TASK LIST:
1. In the article on the San Pedro River lawsuit, how many homes would the proposed Villages at Vigneto community have?
2. Set down the stretch of the article on the San Pedro River lawsuit from "The lawsuit says" through "vegetation and watershed.", word for word.

PASSAGE SHOWN:
========================

Conservation groups are suing to block the development of a massive master-planned community in southern Arizona in the hopes of protecting the last major free-flowing river in the Southwest.
The Tucson-based Center for Biological Diversity and five other groups filed a lawsuit in U.S. District Court against a pair of federal agencies for allowing El Dorado Holdings Inc. to fill in desert washes without adequately studying the development’s effect on the environment.
Their attorney said his clients want to ensure the San Pedro River and the wildlife it supports are protected.
“They can’t just plow ahead and allow this to go through without considering the effect it’s going to have,” said Chris Eaton, attorney for Earthjustice, a nonprofit environmental law firm.
The river, which flows north from Mexico through southeastern Arizona until its confluence with the Gila River, supports a cottonwood-willow forest and is an important corridor for migratory birds. It also is home to endangered species including the ocelot, the yellow-billed cuckoo and the northern Mexican garter snake.
El Dorado Holdings Inc. has proposed a 28,000-home master-planned community called the Villages at Vigneto near Benson, with an 18-hole golf course, parks and hiking trails. The development would be about 2 miles from the San Pedro River.
El Dorado Holdings Inc. — founded by Diamondbacks co-owner Mike Ingram — is not a party to the lawsuit and plans to move forward with the development, but it has not yet set a date to break ground, said Mike Reinbold, a partner at the company.
“We are in compliance with all local, state and federal laws,” he said.
The lawsuit says the U.S. Army Corps of Engineers and Fish and Wildlife Service failed to look at how the community would affect the environment under the Clean Water and Endangered Species acts. Both agencies declined to comment.
The Army Corps of Engineers previously issued a permit in the same spot to a different master-planned community called Whetstone Ranch in 2006. El Dorado bought the land in 2014, and the permit along with it.
Eaton, the Earthjustice lawyer, said the environmental groups have a responsibility to ensure the development does not adversely affect the river’s endangered species, vegetation and watershed.
“We’re going after both agencies, and the duty to consult is put on both agencies. But it’s up to the Army Corps to make the first effort,” he said. “But it’s also up to the Fish and Wildlife Service to make sure the consultation is meaningful.”
Sandy Bahr, director of Arizona’s Sierra Club chapter, said the development could destroy vital habitat for many imperiled species dependent upon the river.
“We’ve dried up a number of other rivers in our state, and the San Pedro is already a threatened river,” Bahr said. “We don’t want the next development. That will be the nail of the coffin in the San Pedro.”
A second lawsuit is underway in Cochise County, along a different section of the San Pedro, over a developer’s access to groundwater rights that could affect the river near the city of Sierra Vista.

========================

RECORDS SHOWN:
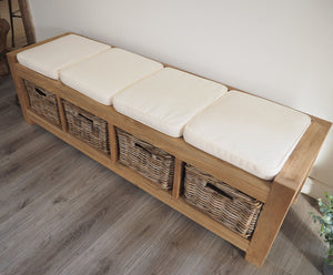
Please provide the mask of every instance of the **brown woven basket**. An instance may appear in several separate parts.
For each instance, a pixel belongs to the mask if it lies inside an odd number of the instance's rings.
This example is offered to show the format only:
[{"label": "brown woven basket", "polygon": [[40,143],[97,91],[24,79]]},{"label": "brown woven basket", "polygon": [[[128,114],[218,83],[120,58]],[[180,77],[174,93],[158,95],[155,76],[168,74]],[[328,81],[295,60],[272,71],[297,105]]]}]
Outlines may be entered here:
[{"label": "brown woven basket", "polygon": [[68,132],[110,154],[108,122],[63,100]]},{"label": "brown woven basket", "polygon": [[206,212],[225,227],[250,237],[262,203],[186,164],[184,198]]},{"label": "brown woven basket", "polygon": [[61,126],[57,96],[47,90],[37,86],[30,81],[24,80],[26,89],[28,91],[30,106],[33,112],[42,116],[50,123]]},{"label": "brown woven basket", "polygon": [[117,130],[119,161],[144,177],[170,190],[173,184],[174,157],[138,138]]}]

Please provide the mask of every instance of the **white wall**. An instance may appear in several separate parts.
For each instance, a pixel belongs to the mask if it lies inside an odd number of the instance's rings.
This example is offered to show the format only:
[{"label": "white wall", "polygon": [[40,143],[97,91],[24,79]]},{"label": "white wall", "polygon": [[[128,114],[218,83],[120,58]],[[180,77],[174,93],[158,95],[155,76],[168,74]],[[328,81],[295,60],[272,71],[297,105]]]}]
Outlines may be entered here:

========================

ANSWERS TO THIS EXERCISE:
1. 28,000 homes.

2.
The lawsuit says the U.S. Army Corps of Engineers and Fish and Wildlife Service failed to look at how the community would affect the environment under the Clean Water and Endangered Species acts. Both agencies declined to comment.
The Army Corps of Engineers previously issued a permit in the same spot to a different master-planned community called Whetstone Ranch in 2006. El Dorado bought the land in 2014, and the permit along with it.
Eaton, the Earthjustice lawyer, said the environmental groups have a responsibility to ensure the development does not adversely affect the river’s endangered species, vegetation and watershed.